EXERCISE DESCRIPTION: Continue the rant about the mystery show's episode structure from its last sentence.

PASSAGE TO READ:

I can't tell you how off-putting this is. It's like getting fooled with the same card trick over and over and over and OVER. Stop it. 

Also yes of course you're going to be able to make us see things one way then another. You literally hold all the cards. Stop being someone's boring uncle at a wedding, doing the same card trick repeatedly to the same people. 

It's like lying to someone then going "Haha, you believed me!" Hi, I am punching you in the face right now.

So that's annoying.

Also the client drama takes up literally half of the episode quite often, by time, which means a lot of time where Charlie isn't even there. Except twist! It turns out SHE WAS THERE the whole time! We just didn't get to see her! THAT IS INFURIATING. Why do you have a drama where your main character is there but not seen until we've watched half of the episode???

So it's an open mystery. We watch the story unfold, then we watch it again from another angle as Charlie figures out what happens. But it's all dramatic irony. We know and watch her not knowing. I guess that's fun? It's fun to know and see someone figure it out, Columbo style.

I have to watch Columbo again and see just how long the client part is. In my memory it's quite short. I've been thinking of every other show I've seen that begins with client-only sections and they're never more than a minute.

Because--and this is essential--we don't know or care about these people. It gets to be like, "Oh boy, more randos to get bait and switched by, who cares?" Because we know they'll be taken away soon.

ENTRIES:

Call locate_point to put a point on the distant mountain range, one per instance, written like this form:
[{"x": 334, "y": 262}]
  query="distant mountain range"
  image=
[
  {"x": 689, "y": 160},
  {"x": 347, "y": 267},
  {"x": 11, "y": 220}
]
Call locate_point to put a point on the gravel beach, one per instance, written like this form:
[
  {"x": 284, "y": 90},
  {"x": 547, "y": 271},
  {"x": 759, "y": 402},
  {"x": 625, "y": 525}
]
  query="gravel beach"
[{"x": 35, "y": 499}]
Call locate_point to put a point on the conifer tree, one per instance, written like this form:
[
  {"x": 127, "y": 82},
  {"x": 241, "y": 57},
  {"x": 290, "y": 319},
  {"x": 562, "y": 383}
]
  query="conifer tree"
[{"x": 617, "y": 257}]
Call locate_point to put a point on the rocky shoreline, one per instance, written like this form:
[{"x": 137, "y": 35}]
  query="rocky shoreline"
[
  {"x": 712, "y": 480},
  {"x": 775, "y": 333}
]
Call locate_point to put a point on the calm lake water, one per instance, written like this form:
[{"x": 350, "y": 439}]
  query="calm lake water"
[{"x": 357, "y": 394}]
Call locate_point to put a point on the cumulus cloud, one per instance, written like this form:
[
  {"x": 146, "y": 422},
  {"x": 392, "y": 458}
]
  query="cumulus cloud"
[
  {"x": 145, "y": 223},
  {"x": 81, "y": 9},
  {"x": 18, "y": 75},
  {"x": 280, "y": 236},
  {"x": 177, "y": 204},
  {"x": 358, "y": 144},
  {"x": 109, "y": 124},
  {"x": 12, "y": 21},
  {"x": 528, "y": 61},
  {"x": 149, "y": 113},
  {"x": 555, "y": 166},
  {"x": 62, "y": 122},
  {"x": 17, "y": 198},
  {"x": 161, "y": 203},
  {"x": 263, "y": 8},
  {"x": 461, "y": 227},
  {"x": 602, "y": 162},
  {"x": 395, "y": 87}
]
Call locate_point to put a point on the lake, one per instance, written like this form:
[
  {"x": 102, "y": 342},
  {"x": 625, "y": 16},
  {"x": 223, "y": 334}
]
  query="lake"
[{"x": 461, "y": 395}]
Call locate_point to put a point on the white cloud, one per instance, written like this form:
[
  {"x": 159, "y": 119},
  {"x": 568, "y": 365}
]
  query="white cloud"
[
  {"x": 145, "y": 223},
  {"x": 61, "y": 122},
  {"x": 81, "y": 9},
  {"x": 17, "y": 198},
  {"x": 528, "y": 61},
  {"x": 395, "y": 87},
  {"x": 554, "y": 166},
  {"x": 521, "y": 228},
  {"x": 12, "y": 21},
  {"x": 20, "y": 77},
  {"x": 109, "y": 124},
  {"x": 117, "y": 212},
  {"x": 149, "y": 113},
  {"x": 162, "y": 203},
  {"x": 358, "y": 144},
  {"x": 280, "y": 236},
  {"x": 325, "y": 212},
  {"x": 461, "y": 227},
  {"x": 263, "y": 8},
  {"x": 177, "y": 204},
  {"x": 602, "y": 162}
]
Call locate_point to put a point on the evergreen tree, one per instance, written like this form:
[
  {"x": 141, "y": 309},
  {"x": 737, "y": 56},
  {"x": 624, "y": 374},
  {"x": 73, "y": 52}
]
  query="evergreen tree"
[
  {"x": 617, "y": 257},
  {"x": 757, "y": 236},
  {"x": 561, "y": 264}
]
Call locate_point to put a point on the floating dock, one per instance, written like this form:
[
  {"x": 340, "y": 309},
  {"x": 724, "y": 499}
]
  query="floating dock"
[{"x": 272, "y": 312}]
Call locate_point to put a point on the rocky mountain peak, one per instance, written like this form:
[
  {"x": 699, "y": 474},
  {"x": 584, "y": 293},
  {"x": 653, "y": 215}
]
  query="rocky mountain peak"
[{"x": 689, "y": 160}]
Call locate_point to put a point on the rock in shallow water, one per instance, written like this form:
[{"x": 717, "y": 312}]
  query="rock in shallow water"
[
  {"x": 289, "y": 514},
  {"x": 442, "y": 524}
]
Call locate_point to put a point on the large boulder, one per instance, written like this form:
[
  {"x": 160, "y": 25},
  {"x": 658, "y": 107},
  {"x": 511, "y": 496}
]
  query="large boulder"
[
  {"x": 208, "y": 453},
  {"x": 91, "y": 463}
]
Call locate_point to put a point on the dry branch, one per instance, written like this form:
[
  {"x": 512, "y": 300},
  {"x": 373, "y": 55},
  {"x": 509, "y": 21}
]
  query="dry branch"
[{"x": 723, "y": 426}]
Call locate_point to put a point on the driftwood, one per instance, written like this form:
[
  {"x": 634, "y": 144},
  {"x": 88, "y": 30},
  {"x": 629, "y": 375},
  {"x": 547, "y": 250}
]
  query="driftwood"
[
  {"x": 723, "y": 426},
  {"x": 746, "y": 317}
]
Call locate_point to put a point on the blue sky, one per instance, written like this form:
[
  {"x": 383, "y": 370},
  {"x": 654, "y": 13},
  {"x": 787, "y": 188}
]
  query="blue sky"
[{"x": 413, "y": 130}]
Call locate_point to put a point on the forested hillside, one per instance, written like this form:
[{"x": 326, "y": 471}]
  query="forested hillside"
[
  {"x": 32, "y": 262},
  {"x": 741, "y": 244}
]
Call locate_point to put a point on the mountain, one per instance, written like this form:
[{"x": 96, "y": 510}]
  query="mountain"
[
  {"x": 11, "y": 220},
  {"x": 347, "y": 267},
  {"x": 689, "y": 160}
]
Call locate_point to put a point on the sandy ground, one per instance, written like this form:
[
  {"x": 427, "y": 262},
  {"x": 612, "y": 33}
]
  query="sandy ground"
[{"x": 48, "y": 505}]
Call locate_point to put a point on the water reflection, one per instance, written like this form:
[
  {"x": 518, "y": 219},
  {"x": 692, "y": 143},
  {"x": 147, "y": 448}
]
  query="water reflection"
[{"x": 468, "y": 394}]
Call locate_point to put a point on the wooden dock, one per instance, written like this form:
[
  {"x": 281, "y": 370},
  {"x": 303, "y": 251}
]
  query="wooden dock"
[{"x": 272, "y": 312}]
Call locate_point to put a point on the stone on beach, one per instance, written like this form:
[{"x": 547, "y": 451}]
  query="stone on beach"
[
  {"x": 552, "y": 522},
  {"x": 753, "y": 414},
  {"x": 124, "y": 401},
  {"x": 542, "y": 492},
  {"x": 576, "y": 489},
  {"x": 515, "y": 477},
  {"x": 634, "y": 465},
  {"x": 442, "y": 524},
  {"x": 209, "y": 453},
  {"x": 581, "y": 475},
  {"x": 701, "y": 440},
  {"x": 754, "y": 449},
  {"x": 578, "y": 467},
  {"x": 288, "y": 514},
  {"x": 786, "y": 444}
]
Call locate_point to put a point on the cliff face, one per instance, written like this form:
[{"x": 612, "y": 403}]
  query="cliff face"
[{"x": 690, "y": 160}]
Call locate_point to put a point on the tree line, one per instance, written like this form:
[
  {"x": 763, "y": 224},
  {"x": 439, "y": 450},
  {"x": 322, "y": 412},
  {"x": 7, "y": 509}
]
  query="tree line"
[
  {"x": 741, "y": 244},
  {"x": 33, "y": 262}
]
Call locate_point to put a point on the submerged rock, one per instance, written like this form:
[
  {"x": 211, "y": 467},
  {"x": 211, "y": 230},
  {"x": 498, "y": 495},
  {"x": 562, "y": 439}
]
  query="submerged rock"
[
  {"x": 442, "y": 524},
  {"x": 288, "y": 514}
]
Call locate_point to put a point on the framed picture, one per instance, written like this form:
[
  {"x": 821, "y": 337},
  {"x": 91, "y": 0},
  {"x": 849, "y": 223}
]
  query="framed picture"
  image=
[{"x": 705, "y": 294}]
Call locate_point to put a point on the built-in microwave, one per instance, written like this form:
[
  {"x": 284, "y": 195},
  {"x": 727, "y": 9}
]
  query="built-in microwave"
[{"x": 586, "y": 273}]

ANSWER FOR THE TASK:
Look at a show like Wonderfalls where we meet characters *through Jaye* and care about them because she cares about them. We're here for Jaye, though. It's just bananas to me that this show is structured like that. It's not even history leading up to the point when Charlie joins the picture, either. It's flashbacks to a time when she's there but not visible. Why on earth?

Anyway.

The structure of this show is seriously problematic for me. Like I'm mad going into each episode because of the long client section.

How about you just tell a story without all the backfill? Do it from the point where Charlie joins them. Have the backstory just be backstory. Skip the Johnson Maneuver (sounds worse every time I say it) and tell a story instead of being tricky about it. It really is a gimmick. And although it worked in Knives Out, it did not work in Glass Onion, and it's not working here because it becomes annoying very quickly. Same card trick! Stop it!

Here's a show that tells every story twice every episode. How do you not see how terrible that is as a plan? That is a terrible plan. That is two-card Rashomon.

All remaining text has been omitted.